## EXCERPT
☆ ☆ ☆ ☆
They never work together again.

I wonder what happened?

I wonder if Hitchcock offered Bass credits and visual work on The Birds, and Bass turned him down?(Perhaps that movie with its effects challenges was just too daunting?)

I wonder if Bass expected to be hired for The Birds, and Hitchcock turned BASS down? (Hitchcock was in the 60's, an increasingly erratic and egotistic man -- he'd be not hiring Robert Burks, and firing Herrmann, and dissing Newman and Andrews, and firing some actor off of Topaz, and ruining Tippi Hedren...)

I can't solve this first "Saul Bass Mystery" but perhaps the solution lies in the SECOND Saul Bass Mystery

SAUL BASS MYSTERY NUMBER TWO: Who directed the shower scene?

Just as Hitchcock erred in saying that Bass "only drew storyboards for the detective's murder" in his interview with Truffaut, Bass in some other interview said that HE directed the shower scene, though he added the caveat that "Hitchcock was nearby, but let me do the actual work."
☆ ☆ ☆ ☆
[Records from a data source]
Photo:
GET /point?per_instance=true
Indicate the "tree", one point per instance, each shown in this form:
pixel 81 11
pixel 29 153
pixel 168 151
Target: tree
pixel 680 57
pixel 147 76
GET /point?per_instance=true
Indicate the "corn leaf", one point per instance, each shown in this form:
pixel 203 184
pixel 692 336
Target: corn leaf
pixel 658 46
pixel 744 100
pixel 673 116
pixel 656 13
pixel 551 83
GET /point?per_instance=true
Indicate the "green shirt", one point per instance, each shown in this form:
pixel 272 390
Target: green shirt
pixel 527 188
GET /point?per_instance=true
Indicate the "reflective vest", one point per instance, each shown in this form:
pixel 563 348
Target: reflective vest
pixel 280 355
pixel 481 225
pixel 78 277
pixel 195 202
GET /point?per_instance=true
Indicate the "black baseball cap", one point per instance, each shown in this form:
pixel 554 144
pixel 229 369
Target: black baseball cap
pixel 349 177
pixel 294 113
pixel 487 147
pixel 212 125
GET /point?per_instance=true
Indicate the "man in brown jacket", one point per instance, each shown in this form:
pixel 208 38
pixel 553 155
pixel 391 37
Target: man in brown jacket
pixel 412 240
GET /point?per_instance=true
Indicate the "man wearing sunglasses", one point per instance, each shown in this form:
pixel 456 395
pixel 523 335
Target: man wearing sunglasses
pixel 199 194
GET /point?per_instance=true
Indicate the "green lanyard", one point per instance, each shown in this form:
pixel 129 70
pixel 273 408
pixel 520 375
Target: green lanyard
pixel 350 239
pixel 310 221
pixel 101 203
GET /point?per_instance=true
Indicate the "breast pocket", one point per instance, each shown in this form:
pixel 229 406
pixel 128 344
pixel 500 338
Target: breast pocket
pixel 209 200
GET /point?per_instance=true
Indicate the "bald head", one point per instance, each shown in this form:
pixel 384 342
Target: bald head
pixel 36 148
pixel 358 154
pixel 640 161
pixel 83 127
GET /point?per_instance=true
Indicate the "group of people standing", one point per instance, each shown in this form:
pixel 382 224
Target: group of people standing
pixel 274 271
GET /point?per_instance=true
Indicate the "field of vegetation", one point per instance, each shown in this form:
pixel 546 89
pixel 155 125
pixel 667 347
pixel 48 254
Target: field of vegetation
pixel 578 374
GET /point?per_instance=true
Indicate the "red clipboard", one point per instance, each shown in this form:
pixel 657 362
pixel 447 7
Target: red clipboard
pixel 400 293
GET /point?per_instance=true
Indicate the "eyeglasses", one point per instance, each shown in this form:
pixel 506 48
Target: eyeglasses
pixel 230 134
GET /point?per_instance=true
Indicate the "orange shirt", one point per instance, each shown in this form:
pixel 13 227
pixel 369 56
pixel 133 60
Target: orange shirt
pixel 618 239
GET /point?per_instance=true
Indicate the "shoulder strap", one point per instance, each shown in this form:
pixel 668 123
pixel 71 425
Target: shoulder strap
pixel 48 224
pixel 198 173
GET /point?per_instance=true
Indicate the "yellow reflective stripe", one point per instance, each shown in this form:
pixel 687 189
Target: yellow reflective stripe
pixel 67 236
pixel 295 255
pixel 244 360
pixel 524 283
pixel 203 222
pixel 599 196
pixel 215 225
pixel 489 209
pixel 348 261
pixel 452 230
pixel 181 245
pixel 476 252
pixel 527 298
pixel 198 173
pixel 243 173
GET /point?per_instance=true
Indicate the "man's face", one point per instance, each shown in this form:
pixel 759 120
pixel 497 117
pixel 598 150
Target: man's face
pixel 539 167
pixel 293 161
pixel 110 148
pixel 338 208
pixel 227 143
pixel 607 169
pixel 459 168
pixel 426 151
☆ ☆ ☆ ☆
## SHORT TASK 1
In the Saul Bass excerpt, rewrite the part that opens with the words "I wonder what" and closes with "ruining Tippi Hedren...)", swapping "The Birds" for "Marnie".
## SHORT TASK 2
According to the Saul Bass excerpt, what did Hitchcock tell Truffaut that Bass only drew storyboards for?
## SHORT TASK 3
Pick up the piece on the Saul Bass mysteries after its final sentence and keep writing.
These entries were drawn from a separate source.

## EXPECTED OUTPUT 1
I wonder what happened?

I wonder if Hitchcock offered Bass credits and visual work on Marnie, and Bass turned him down?(Perhaps that movie with its effects challenges was just too daunting?)

I wonder if Bass expected to be hired for Marnie, and Hitchcock turned BASS down? (Hitchcock was in the 60's, an increasingly erratic and egotistic man -- he'd be not hiring Robert Burks, and firing Herrmann, and dissing Newman and Andrews, and firing some actor off of Topaz, and ruining Tippi Hedren...)

## EXPECTED OUTPUT 2
The detective's murder.

## EXPECTED OUTPUT 3
This created one of the few controversies attendant to Psycho, but it became a big one. Both Janet Leigh and Assistant Director Hilton Green took issue with Bass' contentions and said that Hitchcock -- and ONLY Hitchcock -- directed that famous scene.

I guess we should go with Leigh and Green -- but.....Leigh wasn't there EVERY DAY the scene was filmed. Perhaps Saul Bass filmed the body double work with Marli Renfro? And Green might have been protective of his boss.

We DO know that a more tired Hitchcock, 12 years later when working on Frenzy, had his assistant director direct a few scenes while Hitchcock napped nearby -- including many of the "detail shots" in the famous potato truck scene.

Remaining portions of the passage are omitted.